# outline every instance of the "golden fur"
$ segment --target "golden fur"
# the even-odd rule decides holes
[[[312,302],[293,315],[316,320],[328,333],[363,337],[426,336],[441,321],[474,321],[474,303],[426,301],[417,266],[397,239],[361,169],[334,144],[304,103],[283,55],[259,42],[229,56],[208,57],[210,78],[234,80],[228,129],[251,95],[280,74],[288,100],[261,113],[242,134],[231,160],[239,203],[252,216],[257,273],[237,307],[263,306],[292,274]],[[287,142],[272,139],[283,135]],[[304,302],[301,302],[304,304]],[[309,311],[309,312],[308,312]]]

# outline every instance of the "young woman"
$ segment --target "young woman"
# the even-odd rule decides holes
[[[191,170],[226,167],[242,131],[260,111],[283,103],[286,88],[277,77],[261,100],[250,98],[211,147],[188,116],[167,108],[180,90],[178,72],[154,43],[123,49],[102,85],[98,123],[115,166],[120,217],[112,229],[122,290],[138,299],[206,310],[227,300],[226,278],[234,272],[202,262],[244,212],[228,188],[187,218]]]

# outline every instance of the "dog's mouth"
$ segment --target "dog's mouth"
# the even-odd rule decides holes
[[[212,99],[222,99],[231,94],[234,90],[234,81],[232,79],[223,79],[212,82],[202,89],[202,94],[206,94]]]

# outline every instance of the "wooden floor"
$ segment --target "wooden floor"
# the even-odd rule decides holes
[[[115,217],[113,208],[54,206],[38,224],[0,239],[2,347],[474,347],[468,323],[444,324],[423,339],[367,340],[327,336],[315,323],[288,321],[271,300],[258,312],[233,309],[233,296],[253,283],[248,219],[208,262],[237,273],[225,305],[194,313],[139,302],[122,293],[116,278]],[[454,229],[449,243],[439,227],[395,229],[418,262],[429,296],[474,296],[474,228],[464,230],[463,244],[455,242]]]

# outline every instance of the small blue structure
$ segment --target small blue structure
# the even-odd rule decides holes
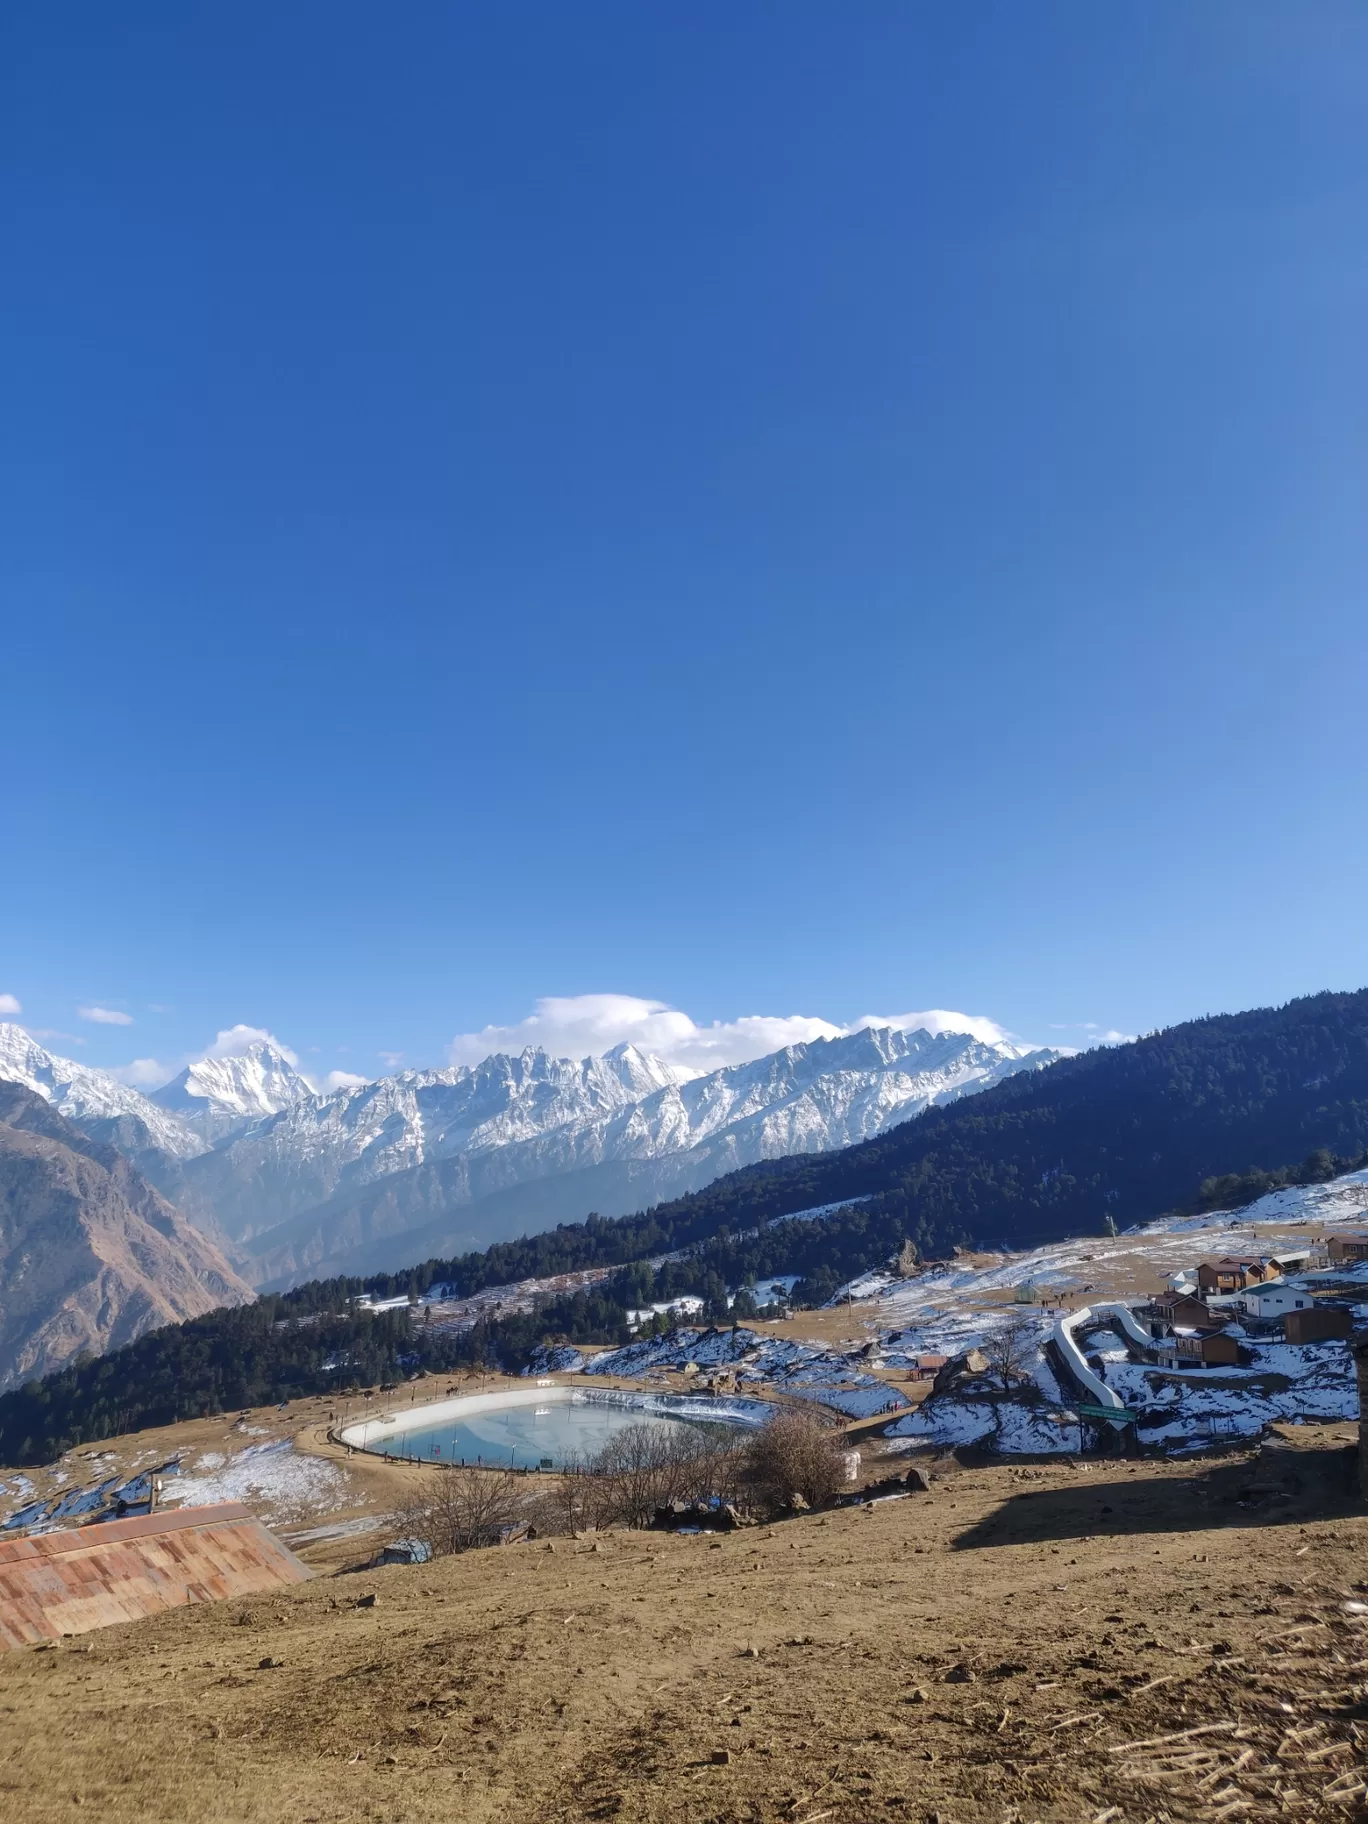
[[[381,1552],[379,1564],[427,1564],[432,1547],[426,1539],[395,1539]]]

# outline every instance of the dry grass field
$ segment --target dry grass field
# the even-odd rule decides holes
[[[1361,1819],[1350,1435],[946,1460],[873,1507],[323,1571],[14,1652],[0,1816]]]

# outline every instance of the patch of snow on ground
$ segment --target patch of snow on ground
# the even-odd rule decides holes
[[[887,1435],[955,1450],[962,1445],[984,1443],[996,1429],[987,1400],[941,1399],[927,1400],[907,1418],[891,1425]]]
[[[849,1279],[826,1302],[826,1309],[834,1311],[838,1305],[853,1304],[856,1299],[882,1298],[890,1286],[902,1282],[896,1273],[861,1273],[856,1279]]]
[[[268,1520],[288,1520],[303,1519],[335,1504],[344,1487],[345,1478],[331,1463],[301,1455],[288,1438],[282,1438],[274,1444],[250,1444],[208,1475],[179,1477],[164,1499],[181,1507],[247,1501],[262,1507]]]
[[[396,1514],[362,1514],[355,1520],[335,1520],[331,1526],[311,1526],[302,1533],[291,1532],[285,1543],[290,1546],[312,1545],[320,1539],[353,1539],[361,1533],[374,1533],[397,1519]]]
[[[738,1381],[763,1384],[779,1393],[816,1400],[850,1418],[895,1411],[907,1401],[895,1387],[867,1374],[843,1355],[815,1343],[766,1336],[755,1330],[677,1330],[595,1356],[586,1374],[635,1376],[653,1368],[733,1368]]]
[[[1250,1345],[1248,1368],[1157,1370],[1109,1360],[1108,1386],[1141,1414],[1142,1443],[1167,1443],[1212,1432],[1254,1437],[1278,1420],[1358,1417],[1353,1358],[1343,1342]],[[1282,1388],[1265,1377],[1285,1379]]]

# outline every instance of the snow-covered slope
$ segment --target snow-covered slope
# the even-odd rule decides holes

# # # # #

Return every line from the material that contains the word "mouth".

# outline every instance of the "dog's mouth"
$ segment --target "dog's mouth"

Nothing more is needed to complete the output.